◆ **What you should do**
Please restate each entry word for word.

----

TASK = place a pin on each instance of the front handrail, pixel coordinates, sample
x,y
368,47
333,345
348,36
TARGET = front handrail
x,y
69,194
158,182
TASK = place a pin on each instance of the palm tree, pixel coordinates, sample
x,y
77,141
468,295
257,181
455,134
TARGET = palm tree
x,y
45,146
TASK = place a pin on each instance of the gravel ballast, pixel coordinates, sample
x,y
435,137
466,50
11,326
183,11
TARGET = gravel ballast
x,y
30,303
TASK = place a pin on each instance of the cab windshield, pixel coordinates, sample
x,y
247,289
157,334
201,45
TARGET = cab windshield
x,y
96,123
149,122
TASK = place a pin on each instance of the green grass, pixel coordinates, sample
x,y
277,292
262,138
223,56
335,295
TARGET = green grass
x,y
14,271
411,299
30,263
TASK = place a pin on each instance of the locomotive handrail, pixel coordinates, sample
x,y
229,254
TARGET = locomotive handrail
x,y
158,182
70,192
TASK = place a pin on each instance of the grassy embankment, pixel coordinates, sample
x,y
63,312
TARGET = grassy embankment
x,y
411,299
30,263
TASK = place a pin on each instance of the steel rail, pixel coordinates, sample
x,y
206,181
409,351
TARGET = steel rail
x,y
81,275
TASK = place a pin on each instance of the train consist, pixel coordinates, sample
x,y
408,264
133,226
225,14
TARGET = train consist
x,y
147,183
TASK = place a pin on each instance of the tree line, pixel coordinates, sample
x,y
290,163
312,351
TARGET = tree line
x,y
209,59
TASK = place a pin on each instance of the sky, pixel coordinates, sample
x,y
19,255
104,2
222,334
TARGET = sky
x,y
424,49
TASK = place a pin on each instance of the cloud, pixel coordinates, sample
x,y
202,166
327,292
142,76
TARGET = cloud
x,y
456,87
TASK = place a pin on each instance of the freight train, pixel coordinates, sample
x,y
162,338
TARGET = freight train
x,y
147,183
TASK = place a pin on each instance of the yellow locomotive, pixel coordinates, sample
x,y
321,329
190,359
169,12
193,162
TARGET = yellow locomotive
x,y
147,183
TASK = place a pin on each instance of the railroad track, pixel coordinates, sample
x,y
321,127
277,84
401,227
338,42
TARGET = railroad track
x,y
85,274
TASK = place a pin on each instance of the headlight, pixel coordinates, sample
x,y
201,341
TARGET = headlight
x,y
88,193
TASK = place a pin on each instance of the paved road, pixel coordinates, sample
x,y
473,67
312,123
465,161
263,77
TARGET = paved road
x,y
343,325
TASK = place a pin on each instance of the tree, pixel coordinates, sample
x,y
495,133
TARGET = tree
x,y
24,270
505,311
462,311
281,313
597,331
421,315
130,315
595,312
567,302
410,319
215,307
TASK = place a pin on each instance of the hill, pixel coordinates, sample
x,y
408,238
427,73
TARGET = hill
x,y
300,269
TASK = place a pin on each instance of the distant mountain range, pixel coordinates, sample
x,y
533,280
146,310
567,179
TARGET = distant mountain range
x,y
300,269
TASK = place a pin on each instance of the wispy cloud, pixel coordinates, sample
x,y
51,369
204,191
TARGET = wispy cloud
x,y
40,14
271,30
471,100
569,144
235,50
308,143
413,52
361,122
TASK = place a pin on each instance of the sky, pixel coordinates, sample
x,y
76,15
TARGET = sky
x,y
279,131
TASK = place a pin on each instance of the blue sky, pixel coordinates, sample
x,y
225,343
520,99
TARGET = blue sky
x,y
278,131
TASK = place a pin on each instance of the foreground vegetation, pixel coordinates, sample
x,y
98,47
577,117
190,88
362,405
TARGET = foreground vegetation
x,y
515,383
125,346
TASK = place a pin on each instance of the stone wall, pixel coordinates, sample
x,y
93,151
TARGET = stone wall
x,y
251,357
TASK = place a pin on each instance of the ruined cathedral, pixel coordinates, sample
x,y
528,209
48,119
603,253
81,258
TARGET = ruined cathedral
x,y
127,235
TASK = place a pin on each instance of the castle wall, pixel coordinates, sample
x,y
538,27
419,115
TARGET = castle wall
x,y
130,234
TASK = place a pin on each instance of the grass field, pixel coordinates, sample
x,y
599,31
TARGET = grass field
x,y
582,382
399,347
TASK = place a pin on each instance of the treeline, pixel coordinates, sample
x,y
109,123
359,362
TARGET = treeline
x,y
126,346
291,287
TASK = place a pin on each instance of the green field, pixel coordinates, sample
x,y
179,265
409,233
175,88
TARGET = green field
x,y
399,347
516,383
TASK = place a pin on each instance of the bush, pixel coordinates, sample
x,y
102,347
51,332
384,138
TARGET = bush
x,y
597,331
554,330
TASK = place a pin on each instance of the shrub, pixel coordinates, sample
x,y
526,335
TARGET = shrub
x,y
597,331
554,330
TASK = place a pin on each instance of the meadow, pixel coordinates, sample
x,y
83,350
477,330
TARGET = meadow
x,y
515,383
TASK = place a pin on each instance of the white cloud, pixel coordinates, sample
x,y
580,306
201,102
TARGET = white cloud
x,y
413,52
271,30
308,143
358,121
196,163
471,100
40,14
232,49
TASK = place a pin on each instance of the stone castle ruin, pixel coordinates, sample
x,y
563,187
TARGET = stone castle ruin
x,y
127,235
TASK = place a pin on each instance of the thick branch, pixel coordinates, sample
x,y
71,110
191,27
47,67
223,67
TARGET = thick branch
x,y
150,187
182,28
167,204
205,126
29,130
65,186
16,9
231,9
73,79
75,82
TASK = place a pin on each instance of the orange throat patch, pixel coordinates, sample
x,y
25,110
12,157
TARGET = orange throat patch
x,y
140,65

----

◆ **The answer**
TASK = place a pin on each instance of the front handrail, pixel coordinates, sample
x,y
368,47
333,345
348,36
TARGET = front handrail
x,y
69,194
158,182
TASK = place a pin on each instance of the palm tree, pixel coordinates, sample
x,y
77,141
468,295
257,181
455,134
TARGET = palm tree
x,y
45,146
TASK = place a pin on each instance of the gravel ballast, pixel coordinates, sample
x,y
435,137
466,50
11,326
183,11
TARGET = gravel ballast
x,y
30,303
TASK = place a pin on each instance of the cab windshield, pixel coordinates, sample
x,y
247,289
157,334
201,45
TARGET = cab windshield
x,y
96,123
149,122
TASK = place a pin on each instance of the green grass, pixel coordinates, sample
x,y
277,292
262,138
223,56
335,295
TARGET = green grass
x,y
14,271
411,299
30,263
TASK = place a pin on each instance of the locomotive handrail, pixel coordinates, sample
x,y
229,254
TARGET = locomotive handrail
x,y
158,182
70,192
TASK = place a pin on each instance of the grassy embankment, pixel coordinates, sample
x,y
63,312
TARGET = grassy embankment
x,y
411,299
30,263
TASK = place a pin on each instance of the steel rail, pixel coordinates, sample
x,y
206,181
409,351
TARGET = steel rail
x,y
81,275
TASK = place a pin on each instance of the train consist, pixel coordinates, sample
x,y
408,264
133,226
225,14
TARGET = train consist
x,y
147,183
TASK = place a pin on each instance of the tree line, pixel coordinates, sample
x,y
290,163
312,351
TARGET = tree line
x,y
209,59
TASK = place a pin on each instance of the sky, pixel coordinates, sample
x,y
19,255
104,2
222,334
TARGET = sky
x,y
424,49
TASK = place a pin on each instance of the cloud, pixel coordinates, sample
x,y
202,166
327,292
142,76
TARGET = cloud
x,y
456,87
TASK = place a pin on each instance of the freight train, pixel coordinates, sample
x,y
162,338
TARGET = freight train
x,y
147,183
TASK = place a pin on each instance of the yellow locomotive, pixel coordinates, sample
x,y
321,329
190,359
169,12
193,162
TARGET = yellow locomotive
x,y
147,183
TASK = place a pin on each instance of the railroad track, pixel coordinates, sample
x,y
321,127
277,84
401,227
338,42
TARGET = railroad track
x,y
85,274
TASK = place a pin on each instance of the headlight, pixel coordinates, sample
x,y
201,341
TARGET = headlight
x,y
88,193
TASK = place a pin on each instance of the paved road, pixel coordinates, sample
x,y
473,67
312,123
465,161
263,77
TARGET = paved road
x,y
343,325
TASK = place a pin on each instance of the tree, pixel coordinates, sample
x,y
495,133
TARGET = tree
x,y
24,270
505,311
462,311
281,313
597,331
421,315
130,315
595,312
567,302
410,319
215,307
TASK = place a pin on each instance of the hill, pixel coordinates, sample
x,y
408,238
427,73
TARGET = hill
x,y
300,269
TASK = place a pin on each instance of the distant mountain range, pixel coordinates, sample
x,y
533,280
146,310
567,179
TARGET = distant mountain range
x,y
300,269
TASK = place a pin on each instance of the wispy cloud, pixel coordinates, sample
x,y
51,369
204,191
TARGET = wispy cloud
x,y
40,14
271,30
471,100
569,144
235,50
308,143
413,52
361,122
TASK = place a pin on each instance of the sky, pixel coordinates, sample
x,y
76,15
TARGET = sky
x,y
279,131
TASK = place a pin on each instance of the blue sky, pixel coordinates, sample
x,y
225,343
520,99
TARGET = blue sky
x,y
278,131
TASK = place a pin on each instance of the foreground vegetation, pixel coordinates, sample
x,y
98,47
577,117
190,88
362,405
TARGET = foreground vegetation
x,y
515,383
125,346
TASK = place a pin on each instance of the stone wall, pixel coordinates, sample
x,y
93,151
TARGET = stone wall
x,y
251,357
TASK = place a pin on each instance of the ruined cathedral, pixel coordinates, sample
x,y
528,209
48,119
603,253
81,258
TARGET = ruined cathedral
x,y
127,235
TASK = place a pin on each instance of the castle wall, pixel coordinates, sample
x,y
538,27
419,115
TARGET = castle wall
x,y
130,234
TASK = place a pin on each instance of the grass field, pixel coordinates, sample
x,y
599,31
TARGET = grass field
x,y
582,382
399,347
TASK = place a pin on each instance of the treeline, pixel coordinates, sample
x,y
109,123
359,362
TARGET = treeline
x,y
126,346
291,287
TASK = place a pin on each instance of the green field, pixel coordinates, sample
x,y
179,265
409,233
175,88
TARGET = green field
x,y
399,347
516,383
TASK = place a pin on each instance of the bush, pixel coordinates, sample
x,y
102,347
51,332
384,138
TARGET = bush
x,y
597,331
554,330
TASK = place a pin on each instance of the shrub, pixel coordinates, sample
x,y
526,335
TARGET = shrub
x,y
597,331
554,330
TASK = place a pin on each instance of the meadow, pixel coordinates, sample
x,y
83,350
477,330
TARGET = meadow
x,y
515,383
TASK = place a pin on each instance of the white cloud, pixel coordinates, sample
x,y
580,306
201,102
TARGET = white cloud
x,y
413,52
271,30
308,143
358,121
196,163
471,100
40,14
232,49
TASK = place a pin on each instance of the stone castle ruin, pixel coordinates, sample
x,y
563,187
TARGET = stone castle ruin
x,y
127,235
TASK = place a pin on each instance of the thick branch, pixel coordinates, sample
x,y
71,110
191,27
47,67
223,67
TARGET = thick branch
x,y
150,187
182,28
167,204
205,126
29,130
65,186
16,9
231,9
73,79
75,82
TASK = place a pin on each instance of the orange throat patch, pixel coordinates, sample
x,y
25,110
12,157
TARGET = orange throat patch
x,y
140,65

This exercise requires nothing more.